[Coordinate annotation records]
=======

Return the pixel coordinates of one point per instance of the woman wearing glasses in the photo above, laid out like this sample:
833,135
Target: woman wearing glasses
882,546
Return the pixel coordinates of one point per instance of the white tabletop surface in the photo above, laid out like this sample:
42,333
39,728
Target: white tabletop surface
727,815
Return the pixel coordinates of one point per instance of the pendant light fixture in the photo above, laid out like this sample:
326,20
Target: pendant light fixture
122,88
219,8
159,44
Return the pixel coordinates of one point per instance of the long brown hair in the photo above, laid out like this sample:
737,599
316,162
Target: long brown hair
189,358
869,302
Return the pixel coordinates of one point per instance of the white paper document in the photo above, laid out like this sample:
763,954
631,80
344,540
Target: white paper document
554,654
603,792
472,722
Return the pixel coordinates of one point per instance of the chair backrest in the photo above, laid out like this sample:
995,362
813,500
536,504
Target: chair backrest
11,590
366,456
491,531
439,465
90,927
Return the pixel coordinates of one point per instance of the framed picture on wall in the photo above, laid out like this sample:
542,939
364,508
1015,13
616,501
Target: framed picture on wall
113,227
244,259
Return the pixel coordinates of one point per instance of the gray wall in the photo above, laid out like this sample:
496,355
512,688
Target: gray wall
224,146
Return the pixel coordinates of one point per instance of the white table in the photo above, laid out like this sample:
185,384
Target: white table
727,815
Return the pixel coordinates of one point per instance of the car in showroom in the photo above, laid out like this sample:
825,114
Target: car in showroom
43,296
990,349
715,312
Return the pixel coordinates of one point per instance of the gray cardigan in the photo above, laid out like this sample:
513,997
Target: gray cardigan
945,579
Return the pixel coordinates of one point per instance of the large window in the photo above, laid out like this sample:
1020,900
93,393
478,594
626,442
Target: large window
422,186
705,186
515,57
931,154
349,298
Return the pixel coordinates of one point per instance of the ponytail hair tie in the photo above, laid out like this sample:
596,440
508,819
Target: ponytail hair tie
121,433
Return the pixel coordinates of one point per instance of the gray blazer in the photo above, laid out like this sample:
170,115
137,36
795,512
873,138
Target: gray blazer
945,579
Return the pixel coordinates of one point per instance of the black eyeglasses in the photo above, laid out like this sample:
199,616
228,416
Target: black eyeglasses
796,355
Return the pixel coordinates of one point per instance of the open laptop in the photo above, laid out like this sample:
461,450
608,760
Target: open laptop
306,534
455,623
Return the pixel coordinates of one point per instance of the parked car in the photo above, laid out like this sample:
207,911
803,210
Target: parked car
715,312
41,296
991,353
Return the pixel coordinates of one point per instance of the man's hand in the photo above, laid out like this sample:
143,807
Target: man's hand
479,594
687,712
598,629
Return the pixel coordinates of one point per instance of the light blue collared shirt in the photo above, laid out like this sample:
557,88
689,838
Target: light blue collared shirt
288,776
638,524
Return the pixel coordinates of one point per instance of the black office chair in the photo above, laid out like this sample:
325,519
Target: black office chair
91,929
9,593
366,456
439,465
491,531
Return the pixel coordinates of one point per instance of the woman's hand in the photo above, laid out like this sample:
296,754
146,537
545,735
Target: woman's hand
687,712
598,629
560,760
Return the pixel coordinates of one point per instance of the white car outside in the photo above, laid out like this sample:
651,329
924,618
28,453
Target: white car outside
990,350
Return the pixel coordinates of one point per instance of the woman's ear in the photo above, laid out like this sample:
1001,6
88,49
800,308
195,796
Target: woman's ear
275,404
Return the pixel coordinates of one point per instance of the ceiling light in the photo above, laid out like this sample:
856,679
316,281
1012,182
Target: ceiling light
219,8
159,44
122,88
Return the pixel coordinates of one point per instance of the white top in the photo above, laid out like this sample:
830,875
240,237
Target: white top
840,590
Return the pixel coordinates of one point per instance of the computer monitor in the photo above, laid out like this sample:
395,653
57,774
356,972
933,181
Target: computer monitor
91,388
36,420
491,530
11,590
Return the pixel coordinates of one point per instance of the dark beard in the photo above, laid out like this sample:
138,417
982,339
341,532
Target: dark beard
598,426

=======

_WHAT YOU SHOULD DO:_
Reproduce the complete data exactly as presented above.

_WRITTEN ANSWER:_
Return the pixel coordinates of one point per instance of the woman wearing glasses in the photo above, laid out like this sample:
833,135
Target: woman wearing glasses
882,546
Return the pixel coordinates of one point per instance of the white tabletop surface in the photo above, laid out like this sample:
42,333
39,728
Target: white tabletop surface
727,815
Return the pixel coordinates of one point per instance of the pendant light fixture in the photo above, laid out like this sample:
326,20
Target: pendant light fixture
122,88
219,8
159,44
Return the pixel coordinates of one point per instance of the long brown hair in the photo above, laid out like this sample:
737,599
316,162
Target: long brown hair
189,358
869,302
Return the pixel coordinates of one point per instance of the white paper document in the photo above, laid out like this sample:
763,954
631,80
344,540
Target: white paper document
554,654
603,792
472,722
Return the pixel coordinates of one point per instance of the chair backrest in the photo above, laid out like this sample:
995,362
813,500
536,504
Target: chair backrest
11,590
366,456
491,531
439,465
90,927
Return the pixel coordinates of one point per instance of the framed picture on wall in the photo above, laid out like this sample:
542,939
364,508
1015,13
616,501
Target: framed picture on wall
113,227
244,259
Return the pixel coordinates of one point per instance of the gray wall in the photo above, laid out like this sample:
496,355
512,688
Target: gray wall
224,146
Return the pixel coordinates of one point per instance of the white table in the photo above, laid out like this sample:
185,384
Target: white table
727,815
Return the pixel coordinates of one point per instance of the car in showroom in the photo above, laid out like this sample:
825,114
Target: car in showroom
43,296
990,349
715,312
Return the pixel coordinates of one point per instance of the gray cardigan in the photo above, laid out like this sample:
513,997
Target: gray cardigan
945,579
Return the pixel coordinates of one point per instance of the large window in the photo above, laid out like this sample:
1020,900
93,393
478,594
626,442
Target: large window
422,186
705,186
515,57
931,154
349,298
Return the pixel coordinates of one point per instance of the ponytail hair tie in the photo above, laid out like this sample:
596,440
508,819
Target: ponytail hair tie
121,433
Return the pixel coordinates of one point per instance of the gray blazer in the photo above, laid out like this sample:
170,115
137,36
795,512
873,138
Target: gray blazer
945,579
Return the pixel coordinates of one point per instance of the black eyeglasses in the photo above, laid out like this sample:
199,616
228,416
Target: black eyeglasses
796,355
Return the pixel coordinates of one point per instance of the open laptop in the photo above, laid out like this sample:
461,450
608,760
Target: open laptop
306,534
455,623
Return the pixel coordinates of one point per instance of the parked car in the photo above, laid out like this sample:
207,911
803,210
Target: parked car
715,312
41,296
991,353
Return the pixel coordinates of one point per instance of the man's hand in the photo above, laid out like this sample:
143,807
Target: man's hand
479,594
687,712
598,629
Return the pixel coordinates of one point per instance of the light blue collared shirt in the photo above, laid out like this sample:
557,88
689,838
Target: light blue collared shirt
288,776
638,524
Return the pixel coordinates of one point per instance of the black office chair in the photo above, laid out like this sample:
325,519
Target: black office chair
91,929
9,593
366,456
439,465
491,531
Return the pixel coordinates of one point per instance of the woman's hand in the photo above, laid out like this sample:
296,754
146,537
545,735
Target: woman's hand
687,712
598,629
560,760
Return the pixel coordinates of one point per instance of the white car outside in the photo above, laid out like this sample:
651,329
924,618
28,453
Target: white car outside
990,350
Return the pixel coordinates of one point per instance of the woman's ear in the photo above, laid out like this sample:
1001,6
88,49
800,308
195,796
Target: woman's ear
275,404
Return the pixel coordinates of one point per instance of the ceiling light in the photo above, laid out like this sample:
856,679
316,281
1012,182
Target: ceiling light
219,8
159,44
122,88
Return the pixel coordinates of one point per instance of the white top in the photo above, laid out like this sample:
830,875
240,237
Target: white top
840,590
Return the pixel coordinates of one point per instance of the computer monitor in the photo above, laid out like this sample:
395,653
57,774
356,972
933,181
Target: computer monitor
91,388
36,420
491,530
11,590
Return the pixel coordinates of one point per instance of the dark beard in the photo above, laid out like this sample:
138,417
982,339
341,532
Target: dark beard
598,426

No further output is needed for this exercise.